• [PROBLEM TO WORK ON]:
Repeat each entry. Keep every line exactly as it is.

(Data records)
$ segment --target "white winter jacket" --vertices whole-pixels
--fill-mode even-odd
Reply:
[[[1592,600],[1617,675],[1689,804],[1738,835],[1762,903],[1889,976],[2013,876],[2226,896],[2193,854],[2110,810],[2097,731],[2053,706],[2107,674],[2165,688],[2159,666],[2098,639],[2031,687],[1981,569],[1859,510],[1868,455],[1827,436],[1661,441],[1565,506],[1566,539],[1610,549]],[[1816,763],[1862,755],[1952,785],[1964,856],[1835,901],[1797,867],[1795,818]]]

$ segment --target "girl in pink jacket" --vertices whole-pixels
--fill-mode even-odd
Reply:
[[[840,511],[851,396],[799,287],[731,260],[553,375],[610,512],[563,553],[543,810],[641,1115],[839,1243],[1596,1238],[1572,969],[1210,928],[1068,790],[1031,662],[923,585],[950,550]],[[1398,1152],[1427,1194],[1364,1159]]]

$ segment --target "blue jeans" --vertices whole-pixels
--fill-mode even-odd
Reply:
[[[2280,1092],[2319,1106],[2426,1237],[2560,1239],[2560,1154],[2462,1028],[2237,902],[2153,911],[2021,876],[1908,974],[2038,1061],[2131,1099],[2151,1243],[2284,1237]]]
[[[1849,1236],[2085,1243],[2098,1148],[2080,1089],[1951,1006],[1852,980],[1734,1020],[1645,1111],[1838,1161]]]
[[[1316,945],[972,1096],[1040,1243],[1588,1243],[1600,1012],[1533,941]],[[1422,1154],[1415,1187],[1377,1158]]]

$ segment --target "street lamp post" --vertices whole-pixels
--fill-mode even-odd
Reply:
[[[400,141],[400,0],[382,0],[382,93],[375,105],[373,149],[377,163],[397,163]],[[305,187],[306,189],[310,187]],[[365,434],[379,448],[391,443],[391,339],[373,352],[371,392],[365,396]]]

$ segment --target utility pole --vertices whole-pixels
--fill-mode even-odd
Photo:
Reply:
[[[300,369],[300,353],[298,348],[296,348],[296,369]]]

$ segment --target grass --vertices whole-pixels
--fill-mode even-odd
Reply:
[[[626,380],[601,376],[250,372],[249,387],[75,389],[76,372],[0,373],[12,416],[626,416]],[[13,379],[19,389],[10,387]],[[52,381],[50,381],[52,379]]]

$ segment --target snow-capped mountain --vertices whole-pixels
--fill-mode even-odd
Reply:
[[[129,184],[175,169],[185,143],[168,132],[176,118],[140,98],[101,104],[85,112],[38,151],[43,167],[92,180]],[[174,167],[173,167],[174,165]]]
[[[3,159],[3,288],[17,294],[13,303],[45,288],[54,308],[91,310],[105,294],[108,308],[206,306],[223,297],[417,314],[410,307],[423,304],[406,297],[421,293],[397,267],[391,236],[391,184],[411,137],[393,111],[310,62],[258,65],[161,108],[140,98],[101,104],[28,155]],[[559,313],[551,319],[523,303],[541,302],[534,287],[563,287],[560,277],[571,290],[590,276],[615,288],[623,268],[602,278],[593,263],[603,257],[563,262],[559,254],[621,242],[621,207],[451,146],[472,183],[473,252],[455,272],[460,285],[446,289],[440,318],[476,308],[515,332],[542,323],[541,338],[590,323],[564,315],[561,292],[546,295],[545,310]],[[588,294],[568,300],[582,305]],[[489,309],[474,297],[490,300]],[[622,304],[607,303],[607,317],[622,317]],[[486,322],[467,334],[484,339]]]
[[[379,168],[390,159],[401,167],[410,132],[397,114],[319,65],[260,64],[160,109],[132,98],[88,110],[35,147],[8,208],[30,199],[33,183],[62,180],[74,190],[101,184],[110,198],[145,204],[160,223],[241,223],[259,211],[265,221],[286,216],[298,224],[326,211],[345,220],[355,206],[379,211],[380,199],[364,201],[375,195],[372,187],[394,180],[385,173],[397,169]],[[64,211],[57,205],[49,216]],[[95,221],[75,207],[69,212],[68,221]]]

• [EXERCISE SOLUTION]:
$ segment --target "white winter jacket" --vertices whole-pixels
--fill-mode even-odd
Reply:
[[[1592,600],[1617,675],[1689,804],[1738,835],[1762,903],[1889,976],[2013,876],[2226,896],[2193,854],[2110,810],[2097,731],[2053,706],[2107,674],[2165,688],[2159,666],[2098,639],[2031,687],[1981,569],[1859,510],[1868,455],[1827,436],[1661,441],[1565,506],[1566,539],[1610,549]],[[1816,763],[1862,755],[1952,785],[1964,856],[1835,901],[1797,867],[1795,818]]]

$ segment --target "girl in pink jacket" --vertices whole-pixels
--fill-mode even-odd
Reply:
[[[840,511],[851,396],[799,287],[731,260],[553,375],[610,512],[563,553],[543,810],[641,1115],[839,1243],[1596,1238],[1572,969],[1210,928],[1068,790],[1031,662],[923,585],[950,550]],[[1398,1152],[1427,1194],[1364,1159]]]

$ segment --target "blue jeans" --vertices whole-pixels
--fill-mode even-odd
Reply:
[[[2280,1092],[2319,1106],[2426,1237],[2560,1239],[2560,1154],[2462,1028],[2237,902],[2153,911],[2021,876],[1908,974],[2038,1061],[2131,1099],[2151,1243],[2284,1237]]]
[[[1849,1236],[2085,1243],[2098,1148],[2080,1089],[1951,1006],[1852,980],[1734,1020],[1645,1111],[1838,1161]]]
[[[1316,945],[972,1096],[1040,1243],[1588,1243],[1600,1012],[1533,941]],[[1422,1154],[1415,1187],[1377,1158]]]

$ segment --target "street lamp post" --vertices whole-pixels
--fill-mode even-odd
Reply:
[[[400,141],[400,0],[382,0],[382,93],[375,105],[373,149],[377,163],[397,163]],[[305,187],[306,189],[310,187]],[[365,434],[379,448],[391,443],[391,339],[373,352],[371,392],[365,396]]]

$ segment --target utility pole --vertices whole-pixels
--fill-mode even-odd
Photo:
Reply:
[[[300,369],[300,353],[298,348],[296,348],[296,369]]]

$ segment --target grass --vertices whole-pixels
--fill-mode even-odd
Reply:
[[[626,380],[601,376],[250,372],[249,387],[75,389],[76,372],[0,373],[12,416],[626,416]],[[13,379],[19,389],[10,387]],[[52,381],[50,381],[52,379]]]

$ segment --target snow-capped mountain --vertices whole-pixels
--fill-mode even-odd
Reply:
[[[129,184],[175,169],[185,143],[168,132],[176,118],[140,98],[101,104],[85,112],[38,151],[43,167],[92,180]],[[174,167],[173,167],[174,165]]]
[[[3,159],[3,288],[17,294],[13,303],[45,288],[54,308],[91,310],[105,294],[108,308],[206,306],[223,297],[417,314],[410,307],[423,304],[406,297],[421,293],[397,267],[391,236],[391,184],[411,137],[393,111],[310,62],[258,65],[161,108],[140,98],[101,104],[28,155]],[[559,313],[551,319],[523,303],[541,302],[534,287],[563,287],[560,277],[571,290],[590,276],[615,288],[623,268],[602,278],[593,263],[603,257],[563,262],[559,254],[621,242],[621,207],[451,146],[472,183],[473,252],[455,272],[460,285],[446,289],[440,318],[476,308],[515,332],[542,323],[541,338],[590,323],[564,315],[561,292],[546,295],[545,310]],[[588,294],[568,300],[582,305]],[[489,309],[474,297],[490,300]],[[622,304],[607,303],[607,317],[622,317]],[[486,322],[467,334],[484,339]]]
[[[379,168],[390,159],[401,167],[410,132],[397,114],[319,65],[260,64],[160,109],[132,98],[88,110],[35,147],[8,208],[30,199],[33,183],[62,180],[74,190],[101,184],[110,198],[145,204],[160,223],[241,223],[259,211],[265,221],[286,216],[298,224],[326,211],[345,220],[355,206],[379,211],[380,199],[364,201],[375,195],[372,187],[394,180],[385,173],[397,169]],[[64,211],[57,205],[49,216]],[[95,221],[75,207],[69,212],[68,221]]]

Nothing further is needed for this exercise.